> **Your instructions**:
Transcribe the tail of the listing: start at the line containing "Reviewer note: every instance of the dirt" and stop after the last line, keeping every character as is and adding nothing.
========================
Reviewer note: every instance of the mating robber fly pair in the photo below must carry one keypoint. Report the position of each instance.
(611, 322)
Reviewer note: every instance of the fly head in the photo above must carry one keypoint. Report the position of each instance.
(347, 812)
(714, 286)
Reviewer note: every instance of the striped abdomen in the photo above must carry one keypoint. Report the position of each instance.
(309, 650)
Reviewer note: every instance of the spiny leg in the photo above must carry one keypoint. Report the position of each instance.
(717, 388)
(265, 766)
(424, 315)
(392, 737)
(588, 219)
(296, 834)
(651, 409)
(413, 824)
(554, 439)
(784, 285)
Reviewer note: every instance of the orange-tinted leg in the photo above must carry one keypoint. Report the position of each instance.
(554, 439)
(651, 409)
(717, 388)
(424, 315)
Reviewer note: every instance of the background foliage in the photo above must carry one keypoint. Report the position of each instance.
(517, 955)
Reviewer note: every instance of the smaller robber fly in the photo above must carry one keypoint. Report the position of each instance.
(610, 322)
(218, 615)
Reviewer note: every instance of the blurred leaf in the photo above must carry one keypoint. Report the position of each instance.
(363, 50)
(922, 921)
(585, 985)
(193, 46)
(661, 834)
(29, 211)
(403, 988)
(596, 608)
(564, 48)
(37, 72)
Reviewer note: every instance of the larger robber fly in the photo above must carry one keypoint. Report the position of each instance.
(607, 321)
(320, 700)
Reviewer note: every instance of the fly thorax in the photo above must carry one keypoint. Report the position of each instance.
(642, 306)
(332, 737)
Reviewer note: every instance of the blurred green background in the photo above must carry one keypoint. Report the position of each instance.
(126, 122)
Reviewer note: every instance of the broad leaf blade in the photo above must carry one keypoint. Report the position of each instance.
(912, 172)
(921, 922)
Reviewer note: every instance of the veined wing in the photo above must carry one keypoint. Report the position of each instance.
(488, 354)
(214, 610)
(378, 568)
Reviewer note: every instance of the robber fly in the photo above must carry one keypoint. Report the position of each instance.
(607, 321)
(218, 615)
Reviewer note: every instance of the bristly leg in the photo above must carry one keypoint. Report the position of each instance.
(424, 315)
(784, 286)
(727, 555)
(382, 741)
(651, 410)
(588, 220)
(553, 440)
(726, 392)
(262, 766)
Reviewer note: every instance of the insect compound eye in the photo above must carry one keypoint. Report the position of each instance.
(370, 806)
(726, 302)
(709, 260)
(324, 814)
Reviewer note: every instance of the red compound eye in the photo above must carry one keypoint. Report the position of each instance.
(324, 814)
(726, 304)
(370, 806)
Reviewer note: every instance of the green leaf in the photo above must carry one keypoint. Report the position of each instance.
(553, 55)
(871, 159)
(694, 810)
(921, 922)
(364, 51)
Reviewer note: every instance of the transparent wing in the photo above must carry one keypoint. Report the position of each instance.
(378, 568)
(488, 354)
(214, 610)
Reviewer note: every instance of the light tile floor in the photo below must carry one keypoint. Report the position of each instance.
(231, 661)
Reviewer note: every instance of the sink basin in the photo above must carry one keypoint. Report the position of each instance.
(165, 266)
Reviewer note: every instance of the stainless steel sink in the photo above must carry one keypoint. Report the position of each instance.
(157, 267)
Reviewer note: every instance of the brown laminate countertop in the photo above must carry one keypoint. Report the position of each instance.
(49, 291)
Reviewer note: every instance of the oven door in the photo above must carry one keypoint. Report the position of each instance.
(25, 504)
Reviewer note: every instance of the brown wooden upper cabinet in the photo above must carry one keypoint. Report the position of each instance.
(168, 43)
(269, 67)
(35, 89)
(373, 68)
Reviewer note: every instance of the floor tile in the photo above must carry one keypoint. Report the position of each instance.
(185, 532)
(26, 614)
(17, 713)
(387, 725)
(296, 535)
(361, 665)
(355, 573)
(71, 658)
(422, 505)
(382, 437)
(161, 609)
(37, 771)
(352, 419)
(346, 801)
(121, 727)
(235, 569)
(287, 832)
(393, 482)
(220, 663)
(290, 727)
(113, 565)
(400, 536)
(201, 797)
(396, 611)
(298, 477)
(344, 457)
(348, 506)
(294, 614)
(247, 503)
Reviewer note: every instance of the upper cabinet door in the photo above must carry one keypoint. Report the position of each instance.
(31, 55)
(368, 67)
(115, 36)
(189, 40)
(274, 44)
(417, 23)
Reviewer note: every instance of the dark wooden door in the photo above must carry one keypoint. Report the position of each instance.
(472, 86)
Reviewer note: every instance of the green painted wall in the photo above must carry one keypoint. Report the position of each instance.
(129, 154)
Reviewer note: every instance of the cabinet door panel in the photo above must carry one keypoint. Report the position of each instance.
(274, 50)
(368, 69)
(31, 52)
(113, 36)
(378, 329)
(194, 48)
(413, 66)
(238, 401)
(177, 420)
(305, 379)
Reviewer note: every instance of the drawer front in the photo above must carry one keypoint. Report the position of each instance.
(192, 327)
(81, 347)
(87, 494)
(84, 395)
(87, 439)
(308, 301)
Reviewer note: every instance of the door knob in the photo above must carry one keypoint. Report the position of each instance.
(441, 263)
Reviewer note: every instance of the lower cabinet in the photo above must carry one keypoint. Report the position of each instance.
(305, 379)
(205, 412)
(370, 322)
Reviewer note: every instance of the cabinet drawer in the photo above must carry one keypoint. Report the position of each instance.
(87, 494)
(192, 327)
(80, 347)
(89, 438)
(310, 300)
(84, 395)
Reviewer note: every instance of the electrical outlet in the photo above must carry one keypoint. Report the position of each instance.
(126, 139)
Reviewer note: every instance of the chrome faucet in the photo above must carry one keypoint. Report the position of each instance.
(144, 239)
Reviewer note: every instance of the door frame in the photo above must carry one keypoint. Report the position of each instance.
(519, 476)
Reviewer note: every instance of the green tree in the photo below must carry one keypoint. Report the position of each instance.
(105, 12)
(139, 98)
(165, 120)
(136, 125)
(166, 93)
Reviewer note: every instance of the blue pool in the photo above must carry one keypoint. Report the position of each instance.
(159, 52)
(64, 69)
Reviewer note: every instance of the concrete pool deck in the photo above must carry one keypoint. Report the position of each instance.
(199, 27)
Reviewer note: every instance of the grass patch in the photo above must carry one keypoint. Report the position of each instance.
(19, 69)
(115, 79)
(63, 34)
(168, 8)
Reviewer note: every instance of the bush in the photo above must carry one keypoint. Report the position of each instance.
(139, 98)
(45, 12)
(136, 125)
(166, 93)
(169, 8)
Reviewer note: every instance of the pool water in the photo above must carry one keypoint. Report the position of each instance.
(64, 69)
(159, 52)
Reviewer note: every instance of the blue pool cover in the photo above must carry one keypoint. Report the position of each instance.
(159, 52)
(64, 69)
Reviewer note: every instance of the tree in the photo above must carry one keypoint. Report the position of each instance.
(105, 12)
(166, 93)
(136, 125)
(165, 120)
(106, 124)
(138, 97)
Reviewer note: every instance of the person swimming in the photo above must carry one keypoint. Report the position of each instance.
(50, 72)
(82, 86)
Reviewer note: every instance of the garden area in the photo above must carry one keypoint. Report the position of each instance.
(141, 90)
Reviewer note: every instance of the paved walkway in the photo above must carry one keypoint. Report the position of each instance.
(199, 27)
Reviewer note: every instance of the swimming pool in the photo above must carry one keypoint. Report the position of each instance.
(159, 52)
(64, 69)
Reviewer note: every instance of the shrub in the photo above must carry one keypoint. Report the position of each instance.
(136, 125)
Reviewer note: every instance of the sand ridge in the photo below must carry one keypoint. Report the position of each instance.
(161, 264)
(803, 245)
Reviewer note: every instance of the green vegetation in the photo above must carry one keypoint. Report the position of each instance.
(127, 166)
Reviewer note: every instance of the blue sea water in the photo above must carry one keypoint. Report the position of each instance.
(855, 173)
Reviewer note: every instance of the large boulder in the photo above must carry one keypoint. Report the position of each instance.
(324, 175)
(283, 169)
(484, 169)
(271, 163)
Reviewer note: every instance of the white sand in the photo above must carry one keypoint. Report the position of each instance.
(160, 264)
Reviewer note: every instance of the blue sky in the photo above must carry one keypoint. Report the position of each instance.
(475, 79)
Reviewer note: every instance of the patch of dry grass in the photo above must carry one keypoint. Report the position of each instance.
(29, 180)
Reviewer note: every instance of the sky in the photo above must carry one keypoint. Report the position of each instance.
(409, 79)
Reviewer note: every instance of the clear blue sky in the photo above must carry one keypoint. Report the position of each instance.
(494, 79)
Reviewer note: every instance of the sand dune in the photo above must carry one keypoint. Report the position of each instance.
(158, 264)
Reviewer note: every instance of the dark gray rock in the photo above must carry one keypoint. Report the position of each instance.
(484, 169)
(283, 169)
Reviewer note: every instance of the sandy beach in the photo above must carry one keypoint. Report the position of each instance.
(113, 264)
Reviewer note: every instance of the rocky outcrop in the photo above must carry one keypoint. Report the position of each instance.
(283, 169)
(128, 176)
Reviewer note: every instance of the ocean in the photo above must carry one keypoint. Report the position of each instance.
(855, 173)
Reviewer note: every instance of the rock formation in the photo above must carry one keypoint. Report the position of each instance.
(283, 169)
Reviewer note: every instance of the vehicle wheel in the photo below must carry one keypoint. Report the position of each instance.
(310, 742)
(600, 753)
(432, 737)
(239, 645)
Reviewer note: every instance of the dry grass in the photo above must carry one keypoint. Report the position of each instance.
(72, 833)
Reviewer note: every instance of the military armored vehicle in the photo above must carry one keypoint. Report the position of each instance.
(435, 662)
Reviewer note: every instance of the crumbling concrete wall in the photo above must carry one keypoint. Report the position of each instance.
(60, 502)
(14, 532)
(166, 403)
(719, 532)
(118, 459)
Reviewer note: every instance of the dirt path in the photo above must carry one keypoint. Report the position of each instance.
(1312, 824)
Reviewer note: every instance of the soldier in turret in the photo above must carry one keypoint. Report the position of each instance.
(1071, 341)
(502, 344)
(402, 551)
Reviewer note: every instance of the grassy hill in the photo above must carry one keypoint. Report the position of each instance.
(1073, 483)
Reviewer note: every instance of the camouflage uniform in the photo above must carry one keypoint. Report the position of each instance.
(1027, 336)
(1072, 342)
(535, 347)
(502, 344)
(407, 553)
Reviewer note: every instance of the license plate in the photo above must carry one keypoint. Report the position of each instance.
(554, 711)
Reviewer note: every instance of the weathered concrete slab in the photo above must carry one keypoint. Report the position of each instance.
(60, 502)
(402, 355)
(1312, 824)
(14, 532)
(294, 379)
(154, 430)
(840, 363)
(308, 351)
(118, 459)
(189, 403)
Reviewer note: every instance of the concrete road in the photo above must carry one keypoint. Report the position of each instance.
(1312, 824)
========================
> **Reply**:
Reviewer note: every instance of the dirt path in the photo above must carry one keypoint. Report the position of each instance.
(1312, 824)
Reviewer note: every instance of the soldier in turret in the photo above must carry one keypoint. Report the position of each instance.
(1071, 341)
(502, 344)
(402, 551)
Reviewer note: every instance of the grassy hill in the photo above must carry one keypoint. Report the position of each instance.
(1073, 483)
Reviewer note: every instance of the camouflage uniform in the photo above must carry one keypoint. Report the position of each instance.
(1027, 336)
(1072, 342)
(535, 347)
(502, 344)
(407, 553)
Reviewer note: every instance of the license plate in the photo above must carry one keypoint. Report the position of each instance.
(554, 711)
Reviewer note: every instance of the weathered concrete slab in the photo above must carry one keypoint. Report the position of each instance.
(60, 502)
(402, 355)
(1312, 824)
(14, 532)
(294, 379)
(154, 430)
(840, 363)
(308, 351)
(118, 459)
(189, 403)
Reviewer note: every instance of the concrete road in the photo above must carry one keypoint. Report the position of each instance.
(1312, 824)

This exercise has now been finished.